Text excerpt:
(begin)

Navios Group's total fleet of 201 vessels includes 55 tankers, 47 container vessels and 99 dry bulkers and is a highly diversified public shipping group.

Please turn to Slide 11. The IMF forecasts world GDP growth at 3.3% for 2019 and 3.6% in 2020. Emerging and developing Asian markets, which drive dry bulk demand, are expected to grow at a healthy 6.3% in 2019 and 2020.

Following an improved market during the second half of 2018, Q1 2019 was unexpectedly weak, mainly due to the tragic downburst of the Vale mine in Brazil and severe weather issues in Western Australia that have disrupted iron ore shipments.

Turning to Slide 12, through March 2019, worldwide steel production has increased 4.2% and Chinese production through April is up 10% on the same period last year. The Belt and Road Initiative remains the cornerstone of Chinese economic plans for the next few years and supports steel and power demand domestically and abroad.

After the tragic downburst at a Vale mine in southern area of Brazil, forecasters are reviewing the potential impact on iron ore shipment as the story continues to unfold. With the partial reopening of the Brucutu mine and increased production elsewhere, particularly in the northern flagship S11D mine, Vale expects to sell between 307 million tons and 332 million tons of iron ore this year.

Other Brazilian iron ore exporters such as Anglo American are exporting more than last year and will continue to do so given very high iron ore prices. So far, forecasts are for a decline of about 30 million tons of Brazilian iron ore exports from 2018. Preliminary data for May shows that the pace of Brazilian iron ore exports has picked up from a very slow April, which has helped recently to support cape rates. Also, Australian iron ore exports, hit earlier this year by cyclones, have begun -- have also begun to make up some of their lost exports with high volumes of fixing in the spot market.

China continues to cope with the evolving Brazilian and Australian iron ore export problems by drawing port and [ventures] stocks down and by increasing production of low-quality domestic ore. Chinese port stocks are down by 34 million tons since June of 2018.

Please turn to Slide 13. In 2018, seaborne imports into Asia were up 67 million tons. India and China account for 35 million metric tons of that increase. Other Southeast Asian countries, which have completed new coal-fired power plants and new steel mills account for the balance of the growth.

The Chinese government continues to rationalize domestic coal production, closing down small, inefficient, hazardous mines and encouraging consolidation of large mining groups. This has kept Chinese domestic coal prices high and encouraged imports.

Through February 2019, Indian coal imports were up 17% on steady demand and continued issues with local production. India is expected to surpass China as the largest importer of coal in Asia in 2019. Coal imports to India are expected to grow by a further 5% in 2019.

Turning to Slide 14, worldwide grain demand increases are focused on Asian economies and especially China, where incomes are rising and diets are changing. Most of the increases in grain production are based in the Americas or European regions increasing ton miles for longer trips to Asia.

(end)

Dataset content:
(begin)

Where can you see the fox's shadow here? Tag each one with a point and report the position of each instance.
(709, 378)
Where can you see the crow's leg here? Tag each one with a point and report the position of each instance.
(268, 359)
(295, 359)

(end)

Work instructions: Carry on the shipping market remarks from their last sentence, in the same spoken style. The records have no connection to the shipping market remarks.

Answer to the exercise:
Chinese tariffs on U.S. soybeans have reduced U.S. exports in the 2018-'19 crop year. Instead, Chinese buyers have relied on South American crops. In 2019, the harvests in South America were expected to be near record levels and we continue to see Chinese buyers favoring crops from Brazil and Argentina helping ton miles. Large harvests keep crop prices low helping to encourage further shipments going forward.

Projections are for the worldwide grain trade to grow about 1.3% or about 6 million tons in 2019. A resolution of the U.S.-China trade negotiations should positively impact grain shipments going forward.

Moving to Slide 15, 2019 forecasts are for net fleet growth to be 2.4% lower than 2018. Based on the current order book and discipline in new-vessel contracting, low net fleet growth is expected to continue over the next few years.

Turning to Slide 16, the current order book before nondeliveries is about 11% of the total fleet, which is one of the lowest on record. In addition vessels over 20 years of age are about 8%. Forecasted deliveries compare favorably to the overage fleet.

The expected disruption caused by the IMO 2020 fuel regulations should provide support to the dry bulk market through 2019 and beyond. Tonnage supply will tighten as about 400 vessels from Panamax to VLOCs are currently expected to go to dry dock for extended periods to retrofit exhaust gas scrubbers.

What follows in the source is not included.